→ Stated task
Substitute "frog's black pupil" for every "frog's eye pupil" in the records, from their start through the line that contains "144L282 141L277 141L271", both included. Give those lines again with nothing else changed, and leave the pictures out.
*-*-*
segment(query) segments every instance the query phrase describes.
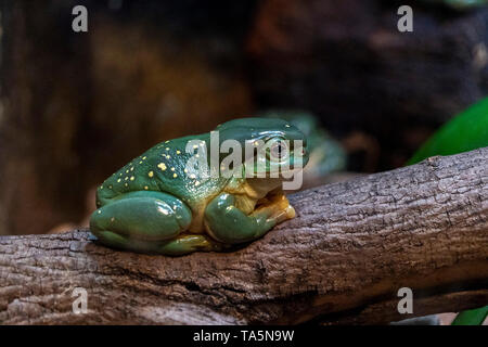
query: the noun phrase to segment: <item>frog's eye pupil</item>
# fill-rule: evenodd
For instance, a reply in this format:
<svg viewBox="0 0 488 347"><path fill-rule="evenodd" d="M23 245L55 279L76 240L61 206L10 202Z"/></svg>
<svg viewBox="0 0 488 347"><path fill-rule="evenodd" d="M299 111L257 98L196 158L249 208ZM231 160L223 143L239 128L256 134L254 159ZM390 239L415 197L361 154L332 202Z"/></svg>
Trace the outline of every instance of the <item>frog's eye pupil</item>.
<svg viewBox="0 0 488 347"><path fill-rule="evenodd" d="M286 144L282 141L277 141L271 145L271 156L274 159L282 159L286 156Z"/></svg>

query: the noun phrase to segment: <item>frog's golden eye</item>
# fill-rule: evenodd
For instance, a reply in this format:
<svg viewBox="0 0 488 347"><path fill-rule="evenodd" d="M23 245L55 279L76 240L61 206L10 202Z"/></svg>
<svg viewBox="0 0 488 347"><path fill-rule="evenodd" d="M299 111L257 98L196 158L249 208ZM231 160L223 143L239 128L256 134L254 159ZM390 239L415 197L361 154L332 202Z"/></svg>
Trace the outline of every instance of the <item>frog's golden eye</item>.
<svg viewBox="0 0 488 347"><path fill-rule="evenodd" d="M288 156L288 145L284 140L274 140L269 147L269 159L273 162L282 162Z"/></svg>

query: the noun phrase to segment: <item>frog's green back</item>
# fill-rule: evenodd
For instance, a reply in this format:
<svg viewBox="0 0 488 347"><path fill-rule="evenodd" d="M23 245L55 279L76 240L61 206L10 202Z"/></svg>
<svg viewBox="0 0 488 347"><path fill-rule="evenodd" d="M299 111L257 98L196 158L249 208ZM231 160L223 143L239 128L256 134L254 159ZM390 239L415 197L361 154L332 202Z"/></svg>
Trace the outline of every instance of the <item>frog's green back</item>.
<svg viewBox="0 0 488 347"><path fill-rule="evenodd" d="M157 191L172 194L193 207L193 202L202 202L215 195L228 179L201 179L198 172L188 172L187 164L192 154L185 147L190 140L209 146L208 133L189 136L156 144L130 163L121 167L98 189L98 205L117 198L125 193Z"/></svg>
<svg viewBox="0 0 488 347"><path fill-rule="evenodd" d="M442 126L407 164L415 164L434 155L452 155L486 146L488 146L488 98Z"/></svg>

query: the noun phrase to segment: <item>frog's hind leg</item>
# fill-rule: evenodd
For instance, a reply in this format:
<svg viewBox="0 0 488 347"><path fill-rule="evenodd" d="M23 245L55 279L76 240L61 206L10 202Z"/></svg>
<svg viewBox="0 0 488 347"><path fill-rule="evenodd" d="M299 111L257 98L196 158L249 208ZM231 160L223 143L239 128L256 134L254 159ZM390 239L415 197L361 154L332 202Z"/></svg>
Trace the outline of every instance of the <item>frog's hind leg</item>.
<svg viewBox="0 0 488 347"><path fill-rule="evenodd" d="M170 194L132 192L97 209L90 229L107 246L153 253L185 231L191 220L190 208Z"/></svg>

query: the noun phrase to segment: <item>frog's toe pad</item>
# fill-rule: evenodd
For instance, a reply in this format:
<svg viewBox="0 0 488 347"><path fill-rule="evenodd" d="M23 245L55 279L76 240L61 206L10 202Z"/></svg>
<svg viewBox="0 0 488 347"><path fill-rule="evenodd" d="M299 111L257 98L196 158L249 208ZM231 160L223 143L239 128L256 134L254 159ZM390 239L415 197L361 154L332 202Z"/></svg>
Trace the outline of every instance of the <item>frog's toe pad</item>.
<svg viewBox="0 0 488 347"><path fill-rule="evenodd" d="M296 216L295 208L293 208L292 205L288 205L286 207L285 213L286 213L286 218L288 218L288 219L295 218L295 216Z"/></svg>

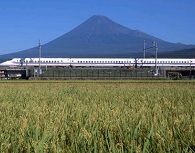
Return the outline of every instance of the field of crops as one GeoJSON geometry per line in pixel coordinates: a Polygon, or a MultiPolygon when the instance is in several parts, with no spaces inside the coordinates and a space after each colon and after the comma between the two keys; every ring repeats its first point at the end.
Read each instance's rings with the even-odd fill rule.
{"type": "Polygon", "coordinates": [[[0,81],[0,152],[194,147],[195,81],[0,81]]]}

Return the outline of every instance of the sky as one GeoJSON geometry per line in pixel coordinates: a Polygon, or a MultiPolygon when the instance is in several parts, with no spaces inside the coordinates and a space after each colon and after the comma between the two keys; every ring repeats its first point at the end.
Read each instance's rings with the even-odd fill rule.
{"type": "Polygon", "coordinates": [[[0,55],[48,43],[93,15],[195,44],[195,0],[0,0],[0,55]]]}

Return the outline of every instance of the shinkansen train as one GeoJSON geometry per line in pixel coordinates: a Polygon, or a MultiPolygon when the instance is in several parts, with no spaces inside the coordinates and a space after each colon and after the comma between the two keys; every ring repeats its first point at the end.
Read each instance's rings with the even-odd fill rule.
{"type": "Polygon", "coordinates": [[[195,59],[173,58],[13,58],[3,67],[193,67],[195,59]]]}

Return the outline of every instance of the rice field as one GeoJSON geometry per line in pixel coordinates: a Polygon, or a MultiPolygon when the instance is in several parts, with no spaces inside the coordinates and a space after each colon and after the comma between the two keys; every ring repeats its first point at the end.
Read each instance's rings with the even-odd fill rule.
{"type": "Polygon", "coordinates": [[[0,81],[0,152],[193,152],[195,81],[0,81]]]}

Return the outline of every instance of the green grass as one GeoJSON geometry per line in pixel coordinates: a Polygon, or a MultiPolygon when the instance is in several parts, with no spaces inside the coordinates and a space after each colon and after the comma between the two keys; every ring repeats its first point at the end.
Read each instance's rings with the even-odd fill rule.
{"type": "Polygon", "coordinates": [[[1,152],[192,152],[194,81],[1,81],[1,152]]]}

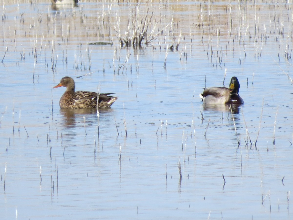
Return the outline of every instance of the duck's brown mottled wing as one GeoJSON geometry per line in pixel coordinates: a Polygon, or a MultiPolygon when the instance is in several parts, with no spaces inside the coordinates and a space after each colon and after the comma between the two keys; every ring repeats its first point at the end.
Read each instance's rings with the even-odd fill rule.
{"type": "Polygon", "coordinates": [[[229,89],[226,87],[209,87],[204,89],[203,92],[201,94],[203,97],[211,95],[215,98],[219,98],[223,96],[230,95],[229,89]]]}

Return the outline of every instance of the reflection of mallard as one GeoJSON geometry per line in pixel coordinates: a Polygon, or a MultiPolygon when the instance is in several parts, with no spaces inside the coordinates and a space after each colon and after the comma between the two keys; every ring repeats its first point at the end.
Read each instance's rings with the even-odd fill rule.
{"type": "Polygon", "coordinates": [[[76,4],[79,0],[51,0],[52,4],[76,4]]]}
{"type": "Polygon", "coordinates": [[[53,88],[64,86],[66,91],[59,102],[60,108],[90,109],[109,108],[118,97],[110,96],[113,93],[98,93],[94,92],[75,92],[74,80],[71,77],[65,76],[53,88]]]}
{"type": "Polygon", "coordinates": [[[205,88],[200,97],[205,104],[241,104],[244,102],[238,94],[239,88],[238,79],[233,76],[231,78],[229,88],[205,88]]]}

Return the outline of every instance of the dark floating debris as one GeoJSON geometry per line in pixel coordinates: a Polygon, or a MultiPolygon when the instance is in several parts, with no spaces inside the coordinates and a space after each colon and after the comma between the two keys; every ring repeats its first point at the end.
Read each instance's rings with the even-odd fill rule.
{"type": "Polygon", "coordinates": [[[109,42],[94,42],[93,43],[88,43],[89,45],[113,45],[113,43],[110,43],[109,42]]]}

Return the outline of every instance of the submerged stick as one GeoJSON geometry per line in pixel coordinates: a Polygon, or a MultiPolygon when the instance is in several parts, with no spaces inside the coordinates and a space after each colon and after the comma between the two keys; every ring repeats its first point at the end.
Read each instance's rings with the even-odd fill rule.
{"type": "Polygon", "coordinates": [[[2,59],[2,61],[1,61],[1,63],[3,63],[3,60],[4,59],[4,58],[5,57],[5,55],[6,55],[6,52],[7,52],[7,51],[8,50],[8,46],[6,46],[6,49],[5,50],[5,53],[4,54],[4,56],[3,57],[3,59],[2,59]]]}
{"type": "Polygon", "coordinates": [[[224,177],[224,174],[222,174],[222,176],[223,176],[223,178],[224,180],[224,185],[225,183],[226,183],[226,181],[225,180],[225,177],[224,177]]]}
{"type": "Polygon", "coordinates": [[[237,130],[236,129],[236,126],[235,124],[235,119],[234,119],[234,116],[233,115],[233,112],[232,112],[232,107],[230,104],[230,110],[231,111],[231,114],[232,115],[232,118],[233,118],[233,122],[234,123],[234,128],[235,129],[235,132],[236,133],[236,137],[237,138],[237,142],[238,142],[238,145],[240,145],[240,140],[238,139],[238,134],[237,133],[237,130]]]}
{"type": "Polygon", "coordinates": [[[247,129],[247,126],[246,124],[246,122],[245,121],[245,119],[244,118],[244,114],[243,114],[243,110],[242,109],[242,107],[241,107],[241,110],[242,111],[242,115],[243,116],[243,121],[244,121],[244,124],[245,125],[245,130],[246,131],[246,136],[247,138],[247,144],[248,144],[248,139],[249,139],[249,141],[250,142],[250,146],[252,145],[252,142],[251,142],[251,140],[250,139],[250,137],[249,136],[249,133],[248,132],[248,129],[247,129]]]}
{"type": "Polygon", "coordinates": [[[26,131],[26,129],[25,129],[25,127],[24,126],[24,125],[23,125],[23,127],[24,127],[24,130],[25,130],[25,132],[26,132],[26,134],[28,135],[28,132],[26,131]]]}
{"type": "Polygon", "coordinates": [[[84,131],[86,133],[86,118],[84,116],[84,131]]]}
{"type": "Polygon", "coordinates": [[[264,98],[263,99],[263,106],[261,108],[261,113],[260,114],[260,121],[259,122],[259,127],[258,128],[258,131],[257,133],[257,137],[256,137],[256,140],[255,140],[255,142],[254,144],[254,146],[256,146],[256,142],[257,142],[257,139],[258,138],[258,135],[259,135],[259,131],[260,130],[260,124],[261,124],[261,119],[263,118],[263,102],[264,98]]]}
{"type": "Polygon", "coordinates": [[[179,175],[180,176],[180,178],[179,179],[181,180],[182,178],[182,172],[181,171],[181,164],[180,164],[180,162],[179,161],[179,163],[178,164],[178,171],[179,171],[179,175]]]}
{"type": "Polygon", "coordinates": [[[279,106],[278,106],[278,108],[277,109],[277,112],[276,112],[276,118],[275,118],[275,125],[274,126],[274,140],[273,140],[273,144],[275,145],[275,139],[276,138],[276,136],[275,135],[275,132],[276,131],[276,123],[277,122],[277,115],[278,114],[278,110],[279,110],[279,106]]]}
{"type": "Polygon", "coordinates": [[[207,130],[205,130],[205,135],[207,133],[207,128],[209,127],[209,121],[210,120],[210,118],[209,119],[209,122],[207,123],[207,130]]]}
*-*-*
→ Result of this exercise
segment(query) segments every instance the query phrase describes.
query: the noun phrase to segment: <item>frog's black pupil</item>
# fill-rule: evenodd
For instance, a reply in this format:
<svg viewBox="0 0 488 347"><path fill-rule="evenodd" d="M23 245L55 279L76 240L61 206L10 202Z"/></svg>
<svg viewBox="0 0 488 347"><path fill-rule="evenodd" d="M299 111L257 98L196 158L249 208ZM231 160L223 143L239 128L256 134L254 159ZM390 239L415 197L361 154L332 202Z"/></svg>
Trace the outline of every instance of the <item>frog's black pupil</item>.
<svg viewBox="0 0 488 347"><path fill-rule="evenodd" d="M286 144L282 141L277 141L271 145L271 156L274 159L282 159L286 156Z"/></svg>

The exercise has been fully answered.